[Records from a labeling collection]
'''
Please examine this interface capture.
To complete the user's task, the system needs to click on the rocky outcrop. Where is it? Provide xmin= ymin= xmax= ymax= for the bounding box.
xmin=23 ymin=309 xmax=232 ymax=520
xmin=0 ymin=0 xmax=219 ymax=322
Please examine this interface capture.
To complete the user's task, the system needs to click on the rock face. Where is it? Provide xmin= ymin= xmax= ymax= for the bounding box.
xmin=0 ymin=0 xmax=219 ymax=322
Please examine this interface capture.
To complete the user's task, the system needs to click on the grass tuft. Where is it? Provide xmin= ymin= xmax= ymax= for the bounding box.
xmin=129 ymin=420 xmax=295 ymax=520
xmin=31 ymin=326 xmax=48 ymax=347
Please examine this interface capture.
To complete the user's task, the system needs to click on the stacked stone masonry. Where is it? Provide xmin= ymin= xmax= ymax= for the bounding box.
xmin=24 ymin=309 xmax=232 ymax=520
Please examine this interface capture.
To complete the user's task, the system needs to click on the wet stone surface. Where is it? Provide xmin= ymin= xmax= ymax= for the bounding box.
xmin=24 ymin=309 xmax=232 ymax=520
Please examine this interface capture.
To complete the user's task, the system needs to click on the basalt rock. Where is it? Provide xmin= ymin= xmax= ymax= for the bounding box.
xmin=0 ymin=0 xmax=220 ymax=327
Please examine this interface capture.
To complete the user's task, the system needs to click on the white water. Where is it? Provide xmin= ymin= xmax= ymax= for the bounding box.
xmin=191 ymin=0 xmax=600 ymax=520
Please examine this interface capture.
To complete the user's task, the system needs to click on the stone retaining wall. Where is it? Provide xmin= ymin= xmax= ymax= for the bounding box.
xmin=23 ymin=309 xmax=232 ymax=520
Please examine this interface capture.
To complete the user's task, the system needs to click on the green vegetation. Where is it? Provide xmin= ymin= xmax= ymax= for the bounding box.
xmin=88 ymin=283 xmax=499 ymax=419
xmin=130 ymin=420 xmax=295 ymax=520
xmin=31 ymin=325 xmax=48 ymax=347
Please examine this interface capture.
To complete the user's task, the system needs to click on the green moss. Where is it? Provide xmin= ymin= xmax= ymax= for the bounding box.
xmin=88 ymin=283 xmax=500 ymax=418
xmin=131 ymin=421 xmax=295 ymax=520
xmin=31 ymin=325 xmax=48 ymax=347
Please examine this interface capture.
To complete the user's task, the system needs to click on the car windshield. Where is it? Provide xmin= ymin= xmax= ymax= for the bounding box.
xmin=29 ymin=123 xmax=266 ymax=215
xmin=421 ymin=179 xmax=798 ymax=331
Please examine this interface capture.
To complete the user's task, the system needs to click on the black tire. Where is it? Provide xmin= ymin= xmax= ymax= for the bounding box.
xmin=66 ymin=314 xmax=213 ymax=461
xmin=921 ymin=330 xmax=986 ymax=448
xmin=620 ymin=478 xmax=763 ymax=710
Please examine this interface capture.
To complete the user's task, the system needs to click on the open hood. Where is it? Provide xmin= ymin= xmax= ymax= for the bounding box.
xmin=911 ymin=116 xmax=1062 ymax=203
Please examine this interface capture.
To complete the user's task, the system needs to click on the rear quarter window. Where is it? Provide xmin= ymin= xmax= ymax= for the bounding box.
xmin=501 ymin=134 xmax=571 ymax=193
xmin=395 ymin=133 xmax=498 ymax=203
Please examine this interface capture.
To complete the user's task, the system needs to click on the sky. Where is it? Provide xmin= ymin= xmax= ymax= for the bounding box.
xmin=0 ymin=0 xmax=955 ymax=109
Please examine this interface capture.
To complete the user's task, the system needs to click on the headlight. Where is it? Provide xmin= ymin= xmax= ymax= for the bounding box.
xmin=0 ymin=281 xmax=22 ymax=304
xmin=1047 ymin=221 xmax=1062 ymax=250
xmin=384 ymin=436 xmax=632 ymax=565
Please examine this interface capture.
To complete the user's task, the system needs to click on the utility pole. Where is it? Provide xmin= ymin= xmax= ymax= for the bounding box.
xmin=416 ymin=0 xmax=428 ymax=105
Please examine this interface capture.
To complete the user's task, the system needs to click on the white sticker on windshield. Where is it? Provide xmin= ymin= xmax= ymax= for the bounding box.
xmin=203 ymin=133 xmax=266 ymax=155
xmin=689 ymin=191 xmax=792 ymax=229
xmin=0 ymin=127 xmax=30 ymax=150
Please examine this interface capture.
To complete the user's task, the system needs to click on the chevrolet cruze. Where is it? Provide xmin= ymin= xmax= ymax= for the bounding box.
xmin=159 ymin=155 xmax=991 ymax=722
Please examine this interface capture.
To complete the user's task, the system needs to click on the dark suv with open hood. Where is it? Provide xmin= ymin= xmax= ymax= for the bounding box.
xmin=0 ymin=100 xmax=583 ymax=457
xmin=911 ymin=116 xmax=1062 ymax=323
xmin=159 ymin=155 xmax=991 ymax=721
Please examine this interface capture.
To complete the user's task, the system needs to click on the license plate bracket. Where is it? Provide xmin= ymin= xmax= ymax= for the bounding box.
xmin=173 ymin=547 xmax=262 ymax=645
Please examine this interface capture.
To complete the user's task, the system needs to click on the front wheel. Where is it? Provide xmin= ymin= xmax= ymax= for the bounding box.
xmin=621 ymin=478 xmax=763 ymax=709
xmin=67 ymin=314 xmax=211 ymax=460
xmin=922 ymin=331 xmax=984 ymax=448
'''
— DESCRIPTION OF THE TASK —
Report every line in the records above that contains the string "white", matching case exactly.

— WRITTEN REPLY —
To complete the user's task, the system needs to click on the white water. Where is it? Provide xmin= ymin= xmax= ymax= for the bounding box.
To complete the user's task, the system needs to click on the white sticker on windshield. Where is it? Provide xmin= ymin= xmax= ymax= for the bounding box.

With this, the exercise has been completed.